### WHAT IS BEING ASKED:
Please rewrite the records from the line that contains "Would you be able to mark the tree line" through the end of the records, replacing "photo" with "image" and leaving all else unchanged. Omit the pictures from your answer.

====

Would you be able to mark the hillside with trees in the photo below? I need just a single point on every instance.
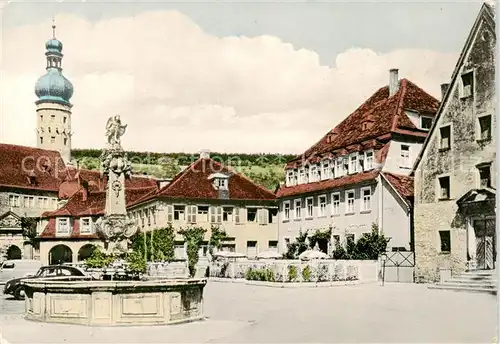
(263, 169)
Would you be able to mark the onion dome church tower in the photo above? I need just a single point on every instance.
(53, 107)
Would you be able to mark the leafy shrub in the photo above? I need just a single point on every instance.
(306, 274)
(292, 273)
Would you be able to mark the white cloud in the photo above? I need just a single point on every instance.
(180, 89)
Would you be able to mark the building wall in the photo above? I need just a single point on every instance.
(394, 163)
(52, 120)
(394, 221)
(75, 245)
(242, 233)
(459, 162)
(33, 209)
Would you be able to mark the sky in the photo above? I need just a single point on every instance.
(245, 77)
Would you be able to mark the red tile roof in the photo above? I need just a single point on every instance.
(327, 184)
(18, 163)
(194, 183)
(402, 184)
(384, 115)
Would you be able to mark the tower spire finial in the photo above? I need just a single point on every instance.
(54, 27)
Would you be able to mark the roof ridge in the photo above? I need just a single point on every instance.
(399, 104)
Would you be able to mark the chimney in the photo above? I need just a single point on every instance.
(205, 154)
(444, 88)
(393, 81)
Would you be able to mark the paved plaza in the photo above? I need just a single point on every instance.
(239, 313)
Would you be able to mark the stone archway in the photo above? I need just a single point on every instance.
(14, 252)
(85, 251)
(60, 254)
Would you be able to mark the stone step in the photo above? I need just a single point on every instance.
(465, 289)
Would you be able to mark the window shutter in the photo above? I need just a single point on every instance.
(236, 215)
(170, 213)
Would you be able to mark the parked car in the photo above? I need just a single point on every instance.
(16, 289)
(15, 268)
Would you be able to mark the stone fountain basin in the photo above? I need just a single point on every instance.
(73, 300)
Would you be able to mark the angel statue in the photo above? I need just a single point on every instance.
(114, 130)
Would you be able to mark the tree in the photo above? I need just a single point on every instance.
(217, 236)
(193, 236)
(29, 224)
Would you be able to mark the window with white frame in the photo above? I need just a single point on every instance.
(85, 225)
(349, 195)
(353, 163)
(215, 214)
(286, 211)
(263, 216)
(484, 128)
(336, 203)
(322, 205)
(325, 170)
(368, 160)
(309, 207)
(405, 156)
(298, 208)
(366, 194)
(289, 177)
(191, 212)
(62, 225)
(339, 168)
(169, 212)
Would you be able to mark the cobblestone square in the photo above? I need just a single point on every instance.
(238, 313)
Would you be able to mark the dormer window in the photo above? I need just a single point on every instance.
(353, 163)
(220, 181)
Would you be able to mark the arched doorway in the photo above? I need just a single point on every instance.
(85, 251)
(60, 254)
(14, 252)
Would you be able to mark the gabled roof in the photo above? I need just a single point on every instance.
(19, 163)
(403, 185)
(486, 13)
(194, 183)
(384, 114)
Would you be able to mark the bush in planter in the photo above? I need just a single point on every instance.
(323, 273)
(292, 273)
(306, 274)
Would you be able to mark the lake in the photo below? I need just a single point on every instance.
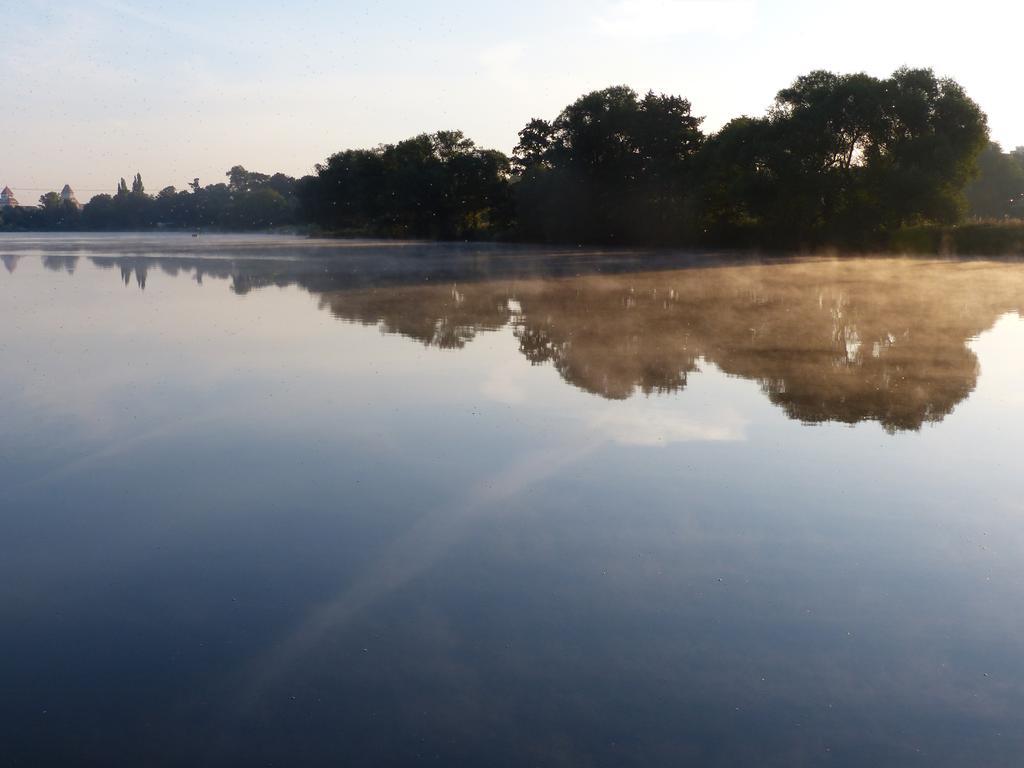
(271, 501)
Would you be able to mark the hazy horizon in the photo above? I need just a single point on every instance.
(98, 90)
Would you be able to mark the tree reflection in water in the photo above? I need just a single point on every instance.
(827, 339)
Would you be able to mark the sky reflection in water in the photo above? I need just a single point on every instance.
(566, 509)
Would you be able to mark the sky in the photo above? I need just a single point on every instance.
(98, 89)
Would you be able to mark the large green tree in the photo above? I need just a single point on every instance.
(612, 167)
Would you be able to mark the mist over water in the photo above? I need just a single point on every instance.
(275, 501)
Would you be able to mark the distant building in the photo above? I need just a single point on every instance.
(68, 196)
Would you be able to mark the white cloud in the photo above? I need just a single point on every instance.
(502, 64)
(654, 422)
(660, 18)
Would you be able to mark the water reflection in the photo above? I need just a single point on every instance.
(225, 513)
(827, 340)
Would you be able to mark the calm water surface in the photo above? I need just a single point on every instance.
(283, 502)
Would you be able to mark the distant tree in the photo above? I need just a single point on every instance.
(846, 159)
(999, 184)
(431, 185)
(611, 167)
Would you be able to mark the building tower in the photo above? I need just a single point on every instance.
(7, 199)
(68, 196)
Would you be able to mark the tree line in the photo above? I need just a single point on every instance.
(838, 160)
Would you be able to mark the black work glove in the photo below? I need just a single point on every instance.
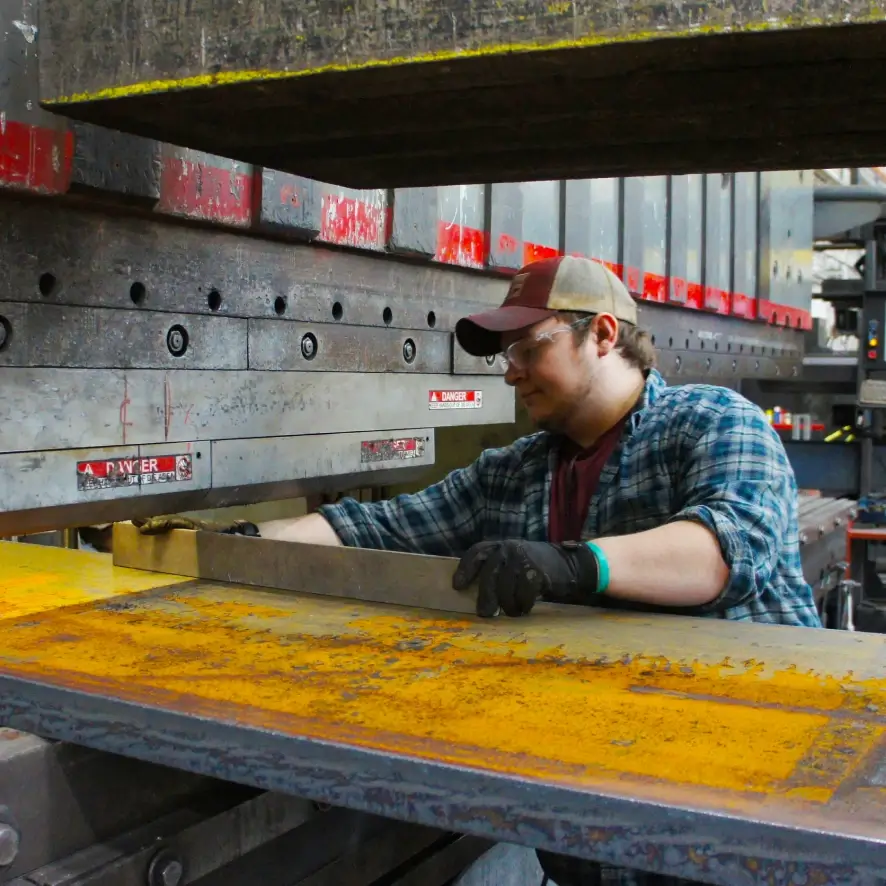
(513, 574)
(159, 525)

====

### RESULT OF THIS TASK:
Would you be able to mark the tree line in the image above? I need just a single point on every instance.
(838, 160)
Would you be able to mark the black work glove in the image below? I need just a single point on every instance.
(513, 574)
(159, 525)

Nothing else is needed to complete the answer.